* TEXT SEGMENT *

The theme of your conference - ‘Meeting Australia's 20 per cent Renewable Energy Target by 2020’ - is one that goes to the heart of what has been one of the most politically contested issues in recent history.
But the fact is that we must reduce the emissions intensity of our economy, play our part in the international effort to tackle climate change, and stimulate investment in clean energy.
The economies that accept this challenge are those that will be more competitive in the years ahead.
The Clean Energy Industrial Revolution
You are at the forefront of this effort - in Australia's transition from high polluting energy sources to cleaner energy sources, including greater use of renewables, low emissions technologies and greater energy efficiency.
The Gillard government accepts the advice of scientists that greenhouse gas emissions are contributing to climate change and that there are great risks to our environment, our economy and our society.
That is why Australia must join with the rest of the world in cutting carbon pollution dramatically over coming decades.
To play our part in the global effort to tackle climate change, Australia will have to transform one of the most emissions-intensive electricity systems in the world.
As many of you are linked into global clean energy supply chains, you are more aware than most Australians of the drive to cleaner energy sources across the globe.
Bloomberg New Energy Finance estimates that global investment in renewable power and fuels increased 17 per cent to a new record of $257 billion in 2011, with solar being the fastest growing sector.
The global clean energy economy is an opportunity; a necessity; an integral part of our continued prosperity.
The prime minister gave me the twin portfolios of Climate Change and Industry and Innovation for good reason.
The economies that are driven by clean energy will be the ones that prosper in the next century.
If we do not take action and decarbonise the economy, we be unable to compete against modern manufacturing industries powered by clean energy.
It is an almost universal rule of industrial development that the nations that innovate benefit most.
The first great transformation of the global economy was based on iron smelting, textiles and steam power. The United Kingdom developed these technologies and industries first, gaining the greatest benefit and dominating the early 19th century economic world.

Dataset records on object locations
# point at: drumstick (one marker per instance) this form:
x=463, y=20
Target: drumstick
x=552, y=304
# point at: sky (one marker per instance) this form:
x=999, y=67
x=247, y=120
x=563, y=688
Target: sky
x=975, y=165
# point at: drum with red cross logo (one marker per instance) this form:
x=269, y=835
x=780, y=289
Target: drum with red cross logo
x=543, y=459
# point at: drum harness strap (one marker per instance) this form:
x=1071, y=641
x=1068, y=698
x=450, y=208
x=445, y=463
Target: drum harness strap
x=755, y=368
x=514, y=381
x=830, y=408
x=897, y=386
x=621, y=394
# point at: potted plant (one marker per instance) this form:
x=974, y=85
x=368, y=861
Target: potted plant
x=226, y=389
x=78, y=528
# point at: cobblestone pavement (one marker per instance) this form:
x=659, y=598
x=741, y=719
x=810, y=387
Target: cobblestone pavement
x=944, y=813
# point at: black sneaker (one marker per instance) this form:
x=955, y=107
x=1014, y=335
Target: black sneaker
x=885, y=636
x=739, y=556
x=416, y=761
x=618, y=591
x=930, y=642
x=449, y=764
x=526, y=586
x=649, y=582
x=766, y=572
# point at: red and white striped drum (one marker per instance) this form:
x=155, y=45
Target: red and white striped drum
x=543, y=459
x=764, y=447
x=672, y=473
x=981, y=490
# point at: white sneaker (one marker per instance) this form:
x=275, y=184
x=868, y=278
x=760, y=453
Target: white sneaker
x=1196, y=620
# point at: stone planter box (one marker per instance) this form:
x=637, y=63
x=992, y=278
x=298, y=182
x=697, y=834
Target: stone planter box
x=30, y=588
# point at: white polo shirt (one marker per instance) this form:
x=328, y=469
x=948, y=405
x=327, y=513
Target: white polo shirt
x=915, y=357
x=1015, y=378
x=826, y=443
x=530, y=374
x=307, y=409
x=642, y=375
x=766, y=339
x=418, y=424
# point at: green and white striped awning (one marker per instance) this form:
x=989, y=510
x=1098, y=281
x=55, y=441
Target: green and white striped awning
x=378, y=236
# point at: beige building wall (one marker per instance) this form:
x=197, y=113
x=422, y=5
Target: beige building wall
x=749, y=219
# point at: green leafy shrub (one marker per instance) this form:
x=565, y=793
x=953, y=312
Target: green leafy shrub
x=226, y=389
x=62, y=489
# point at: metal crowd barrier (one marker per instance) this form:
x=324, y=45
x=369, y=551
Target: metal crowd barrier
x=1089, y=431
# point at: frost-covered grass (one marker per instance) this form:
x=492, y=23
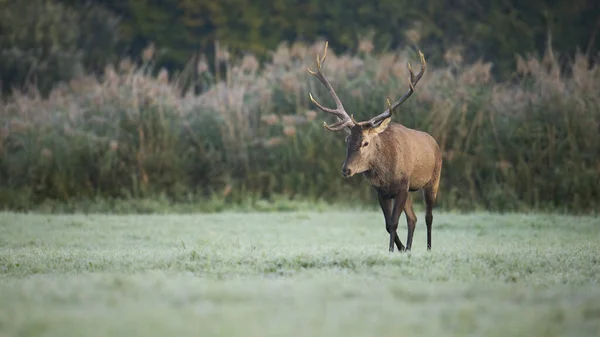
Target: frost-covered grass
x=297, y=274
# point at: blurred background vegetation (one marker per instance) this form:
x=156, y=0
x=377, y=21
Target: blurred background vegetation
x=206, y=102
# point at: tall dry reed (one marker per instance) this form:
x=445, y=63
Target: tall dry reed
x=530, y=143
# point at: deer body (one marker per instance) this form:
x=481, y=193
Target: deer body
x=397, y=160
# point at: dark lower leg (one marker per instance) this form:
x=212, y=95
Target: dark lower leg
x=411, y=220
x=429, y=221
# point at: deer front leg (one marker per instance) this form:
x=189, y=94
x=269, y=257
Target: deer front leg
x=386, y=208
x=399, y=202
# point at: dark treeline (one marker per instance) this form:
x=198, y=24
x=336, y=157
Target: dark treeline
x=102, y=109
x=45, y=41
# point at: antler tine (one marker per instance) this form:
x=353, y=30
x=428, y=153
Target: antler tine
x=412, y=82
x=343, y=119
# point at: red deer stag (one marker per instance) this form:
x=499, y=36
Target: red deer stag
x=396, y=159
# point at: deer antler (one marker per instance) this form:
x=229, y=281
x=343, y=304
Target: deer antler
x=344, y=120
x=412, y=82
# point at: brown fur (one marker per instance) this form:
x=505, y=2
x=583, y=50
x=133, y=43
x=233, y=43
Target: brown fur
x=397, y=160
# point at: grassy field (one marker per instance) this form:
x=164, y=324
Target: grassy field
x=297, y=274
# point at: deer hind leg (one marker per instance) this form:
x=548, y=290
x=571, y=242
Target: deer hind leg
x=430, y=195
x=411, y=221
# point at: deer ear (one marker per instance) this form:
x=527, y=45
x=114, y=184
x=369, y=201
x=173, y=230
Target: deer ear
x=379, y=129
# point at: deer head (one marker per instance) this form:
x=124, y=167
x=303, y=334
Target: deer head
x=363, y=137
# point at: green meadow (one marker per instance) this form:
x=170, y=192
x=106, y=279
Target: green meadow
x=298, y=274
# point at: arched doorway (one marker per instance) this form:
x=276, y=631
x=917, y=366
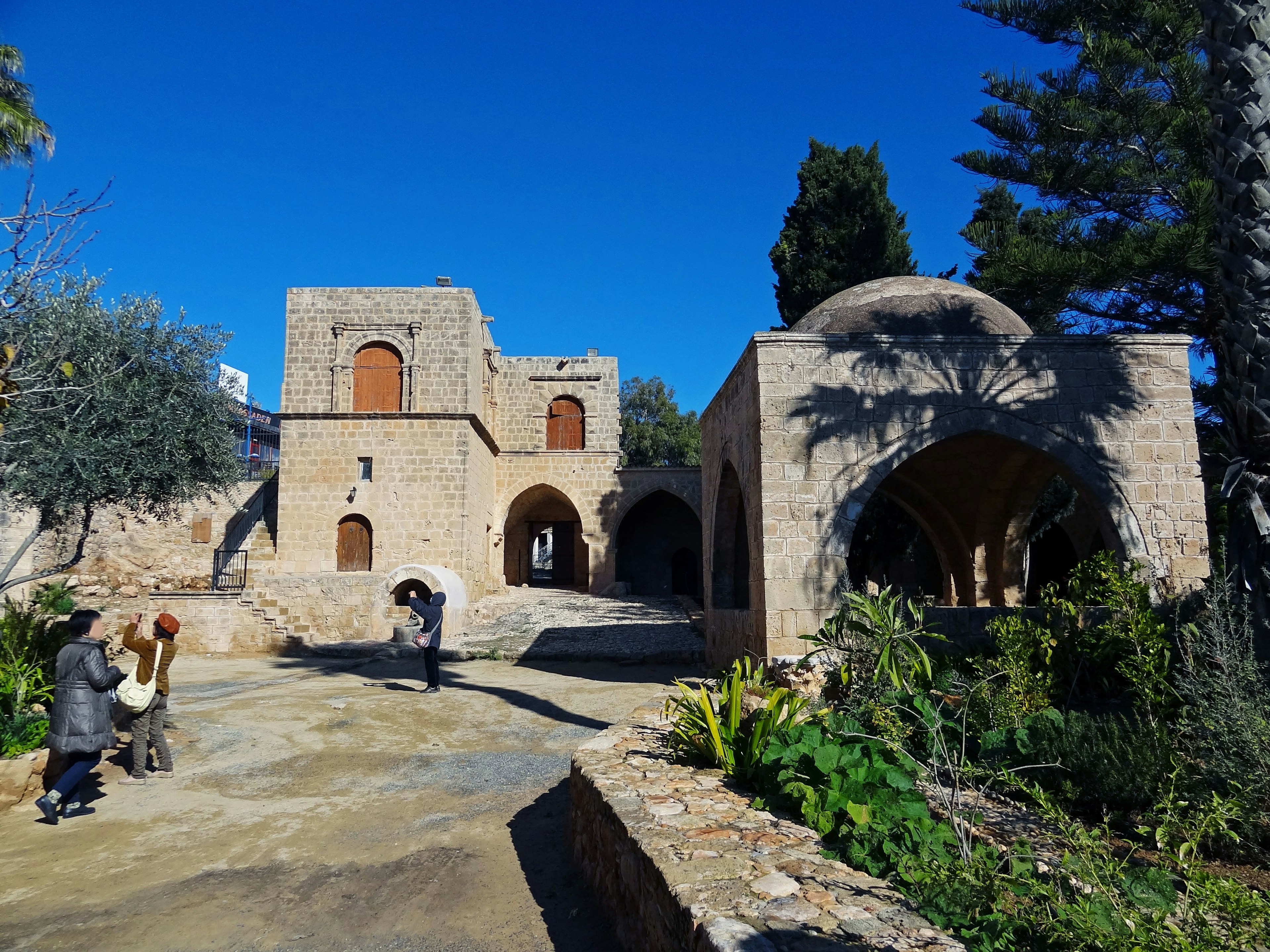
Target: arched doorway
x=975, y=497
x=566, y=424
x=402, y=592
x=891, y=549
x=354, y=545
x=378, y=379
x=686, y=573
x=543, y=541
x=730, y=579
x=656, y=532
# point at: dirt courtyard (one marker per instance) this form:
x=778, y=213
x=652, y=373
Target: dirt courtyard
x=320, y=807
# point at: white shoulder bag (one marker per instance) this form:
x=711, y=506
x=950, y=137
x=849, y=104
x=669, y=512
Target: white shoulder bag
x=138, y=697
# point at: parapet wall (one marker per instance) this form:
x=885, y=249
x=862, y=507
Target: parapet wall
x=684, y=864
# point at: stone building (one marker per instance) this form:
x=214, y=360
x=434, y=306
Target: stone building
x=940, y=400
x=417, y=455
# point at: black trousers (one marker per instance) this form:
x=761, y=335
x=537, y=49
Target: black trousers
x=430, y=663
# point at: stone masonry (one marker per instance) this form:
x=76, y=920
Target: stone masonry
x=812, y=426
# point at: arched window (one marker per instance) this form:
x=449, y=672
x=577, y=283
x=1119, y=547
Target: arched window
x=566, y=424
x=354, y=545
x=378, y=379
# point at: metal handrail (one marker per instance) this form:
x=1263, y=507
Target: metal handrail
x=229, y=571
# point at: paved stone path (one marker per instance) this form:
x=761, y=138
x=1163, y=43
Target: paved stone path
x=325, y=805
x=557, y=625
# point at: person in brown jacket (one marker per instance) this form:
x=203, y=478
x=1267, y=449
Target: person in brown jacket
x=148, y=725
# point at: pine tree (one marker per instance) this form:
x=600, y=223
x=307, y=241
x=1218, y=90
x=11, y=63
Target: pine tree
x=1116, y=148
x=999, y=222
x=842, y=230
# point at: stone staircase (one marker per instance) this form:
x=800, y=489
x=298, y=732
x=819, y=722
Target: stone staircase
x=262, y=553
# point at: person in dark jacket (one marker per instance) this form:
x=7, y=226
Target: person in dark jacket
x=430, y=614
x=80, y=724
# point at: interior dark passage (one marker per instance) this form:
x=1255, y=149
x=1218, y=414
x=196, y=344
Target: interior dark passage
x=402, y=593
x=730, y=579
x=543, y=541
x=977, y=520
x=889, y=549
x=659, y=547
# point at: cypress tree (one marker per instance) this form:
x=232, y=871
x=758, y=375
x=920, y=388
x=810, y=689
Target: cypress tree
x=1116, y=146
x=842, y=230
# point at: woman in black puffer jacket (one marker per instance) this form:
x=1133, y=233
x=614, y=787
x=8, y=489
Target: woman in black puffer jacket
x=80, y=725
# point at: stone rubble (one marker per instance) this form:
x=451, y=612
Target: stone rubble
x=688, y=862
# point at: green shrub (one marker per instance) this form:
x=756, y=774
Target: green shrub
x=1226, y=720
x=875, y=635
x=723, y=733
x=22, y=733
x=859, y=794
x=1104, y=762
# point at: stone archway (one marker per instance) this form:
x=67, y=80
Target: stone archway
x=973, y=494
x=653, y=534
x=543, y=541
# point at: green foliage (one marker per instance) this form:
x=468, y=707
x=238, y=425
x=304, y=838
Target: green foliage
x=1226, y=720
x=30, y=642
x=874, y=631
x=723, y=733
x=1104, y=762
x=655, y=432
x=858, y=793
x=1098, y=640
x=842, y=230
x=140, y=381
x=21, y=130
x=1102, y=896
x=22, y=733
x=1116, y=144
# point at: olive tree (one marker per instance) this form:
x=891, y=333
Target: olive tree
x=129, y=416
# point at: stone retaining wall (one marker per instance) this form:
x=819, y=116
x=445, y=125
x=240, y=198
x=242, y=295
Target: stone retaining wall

* WHAT IS BEING ASKED *
Please extract, word for word, the passage from the renewable energy text above the records, starting with "It is an almost" and going on through "century economic world.".

* FINISHED TASK *
It is an almost universal rule of industrial development that the nations that innovate benefit most.
The first great transformation of the global economy was based on iron smelting, textiles and steam power. The United Kingdom developed these technologies and industries first, gaining the greatest benefit and dominating the early 19th century economic world.